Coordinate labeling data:

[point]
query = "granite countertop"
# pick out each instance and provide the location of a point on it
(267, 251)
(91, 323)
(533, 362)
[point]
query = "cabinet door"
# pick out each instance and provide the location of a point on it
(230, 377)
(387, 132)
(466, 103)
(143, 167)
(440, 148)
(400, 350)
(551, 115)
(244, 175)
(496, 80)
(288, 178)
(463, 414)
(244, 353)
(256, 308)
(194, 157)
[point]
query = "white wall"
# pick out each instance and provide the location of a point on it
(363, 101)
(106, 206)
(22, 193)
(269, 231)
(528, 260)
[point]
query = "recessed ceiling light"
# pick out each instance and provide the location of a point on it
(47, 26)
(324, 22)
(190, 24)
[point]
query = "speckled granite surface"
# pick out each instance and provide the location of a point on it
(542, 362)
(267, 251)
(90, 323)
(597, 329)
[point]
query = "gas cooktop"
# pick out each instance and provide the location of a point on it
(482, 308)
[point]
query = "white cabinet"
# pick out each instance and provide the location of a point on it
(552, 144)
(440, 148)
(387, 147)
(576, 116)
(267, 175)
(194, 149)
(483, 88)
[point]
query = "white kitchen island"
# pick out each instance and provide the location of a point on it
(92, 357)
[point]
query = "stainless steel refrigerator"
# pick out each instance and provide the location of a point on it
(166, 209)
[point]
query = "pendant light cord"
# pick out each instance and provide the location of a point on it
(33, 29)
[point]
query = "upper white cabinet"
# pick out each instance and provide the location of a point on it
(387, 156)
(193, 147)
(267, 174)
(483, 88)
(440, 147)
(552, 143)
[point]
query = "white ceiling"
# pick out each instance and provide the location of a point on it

◆ SET PROBLEM
Write out the data exactly as it stands.

◆ FINISHED EXERCISE
[point]
query = "granite countertop"
# pick out each instance and provide the location of a point on it
(267, 251)
(91, 323)
(533, 362)
[point]
query = "cabinet door"
# pick out each instance and provide the location of a point on it
(230, 377)
(387, 132)
(466, 103)
(143, 167)
(440, 148)
(400, 350)
(551, 115)
(244, 175)
(496, 80)
(288, 178)
(463, 414)
(244, 353)
(256, 308)
(194, 157)
[point]
query = "white wall"
# pick out each instance and provide the location of a point on it
(363, 101)
(106, 206)
(22, 193)
(269, 231)
(528, 260)
[point]
query = "recessed ceiling light"
# pick out each instance and provide the location of a point on it
(47, 26)
(324, 22)
(190, 24)
[point]
query = "speckled granite surface"
# pick out each instance and provide the location of a point on it
(542, 362)
(267, 251)
(90, 323)
(597, 329)
[point]
query = "gas cooktop"
# pick out each instance and provide the location of a point on it
(482, 308)
[point]
query = "white cabinet"
# pick out each instance and provide the location of a point on it
(552, 144)
(440, 148)
(387, 147)
(576, 116)
(267, 175)
(194, 149)
(483, 88)
[point]
query = "white kitchen island"
# pick out each instance and provide the location of a point on it
(92, 357)
[point]
query = "stainless steel refrigerator"
# pick out each instance and provide the location of a point on it
(166, 209)
[point]
query = "pendant light cord"
# pick out each instance and provide the location of a point on it
(33, 29)
[point]
query = "upper white cabinet"
# pick out each instance and provide the location of a point on it
(387, 156)
(193, 147)
(267, 174)
(483, 88)
(440, 147)
(552, 143)
[point]
query = "white ceiling"
# pick out each instance and provide the location of a point on it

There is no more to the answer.